<<<<
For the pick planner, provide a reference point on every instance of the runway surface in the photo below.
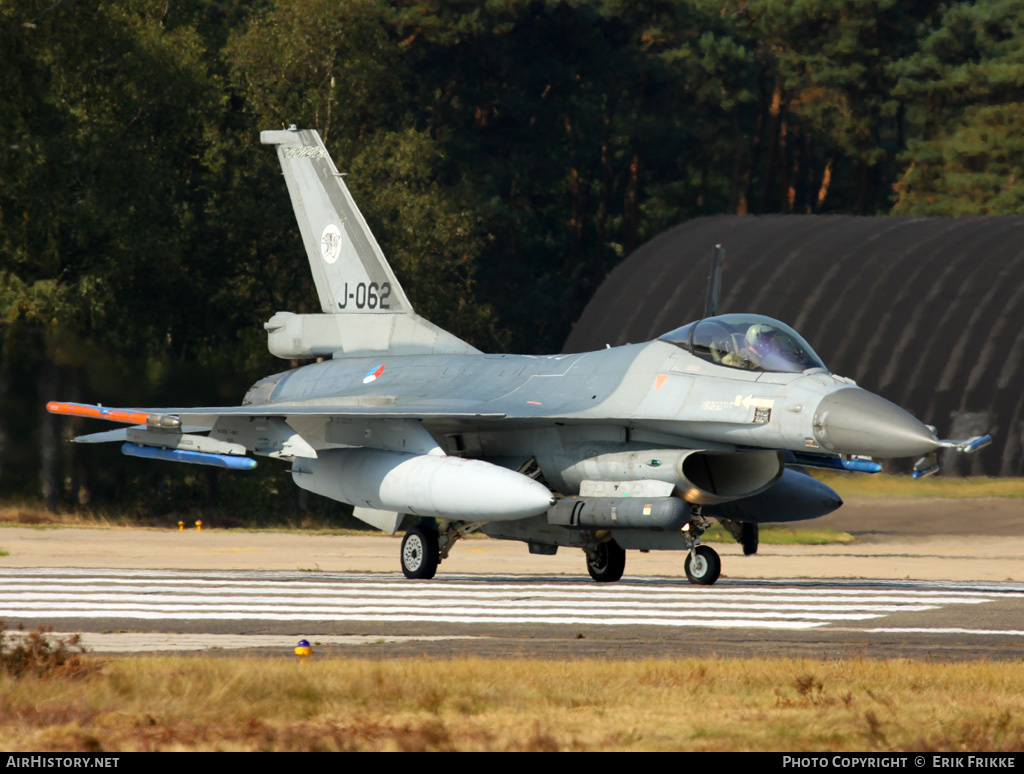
(370, 613)
(913, 585)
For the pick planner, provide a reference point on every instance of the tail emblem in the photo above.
(331, 243)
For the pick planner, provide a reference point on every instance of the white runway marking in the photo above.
(169, 595)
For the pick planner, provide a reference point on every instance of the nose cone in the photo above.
(856, 422)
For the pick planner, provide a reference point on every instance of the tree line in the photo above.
(507, 155)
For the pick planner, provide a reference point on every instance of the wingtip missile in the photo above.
(126, 416)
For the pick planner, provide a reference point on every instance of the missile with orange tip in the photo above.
(114, 415)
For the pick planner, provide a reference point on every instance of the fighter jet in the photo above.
(630, 447)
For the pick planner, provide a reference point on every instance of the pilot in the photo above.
(768, 347)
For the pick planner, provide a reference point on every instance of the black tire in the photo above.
(702, 565)
(608, 563)
(749, 538)
(420, 554)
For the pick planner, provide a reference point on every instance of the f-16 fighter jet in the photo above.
(631, 447)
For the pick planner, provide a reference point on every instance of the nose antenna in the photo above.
(714, 282)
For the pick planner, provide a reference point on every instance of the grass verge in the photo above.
(904, 487)
(185, 703)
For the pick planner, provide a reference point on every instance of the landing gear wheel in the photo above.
(607, 563)
(702, 565)
(749, 538)
(420, 554)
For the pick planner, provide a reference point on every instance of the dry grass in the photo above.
(904, 487)
(477, 704)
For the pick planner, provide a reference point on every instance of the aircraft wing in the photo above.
(205, 417)
(179, 434)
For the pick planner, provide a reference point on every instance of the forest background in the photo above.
(507, 155)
>>>>
● What you need to do:
Write out the whole listing above line for line without changing a word, and leave out the pictures.

● Expected output:
For the pick planner, provide a reference point on every instance of the runway surface in the photo below.
(370, 613)
(913, 585)
For the pick planner, provide a reference point on every instance of the tail emblem in the photo above.
(331, 243)
For the pick planner, provide a reference point on every instance of the white runway marking in the photo above.
(169, 595)
For the pick planner, provide a reference point on every instance of the nose cone in the photo above.
(856, 422)
For the pick planner, provide a reference point on every instance of the tree line in the photo above.
(507, 155)
For the pick planner, provide a reference point on every instance of the wingtip missile in the photo above.
(126, 416)
For the pick planner, provide a reference point on every instance of the missile with orange tip in the photo above.
(114, 415)
For the pick planner, provide a reference point on every instance of the fighter jet in the photo above.
(630, 447)
For the pick planner, provide a reference point on every instance of the pilot in the photo above.
(768, 347)
For the pick planner, provide a reference point on every instance of the black tire in the photo above.
(702, 565)
(608, 563)
(749, 538)
(420, 554)
For the pick planner, provide a reference point on every instance of the f-16 fighter jet in the photo above.
(631, 447)
For the pick planner, provide a reference point on every instance of the nose antenna in the photo above.
(714, 282)
For the pick planner, provide a reference point on every instance of the grass verge in the photo above.
(904, 487)
(185, 703)
For the pick planner, provide a reference point on every instance of the landing gear wheel in the photo above.
(607, 563)
(702, 565)
(749, 538)
(420, 554)
For the pick planner, provide a reference point on every instance of the dry grass in the photo above.
(904, 487)
(477, 704)
For the pick planner, provide a reference point on every instance of the aircraft wing in the photo above.
(205, 417)
(179, 434)
For the pick planner, provide a reference point on every instance of the forest background in the photo above.
(507, 155)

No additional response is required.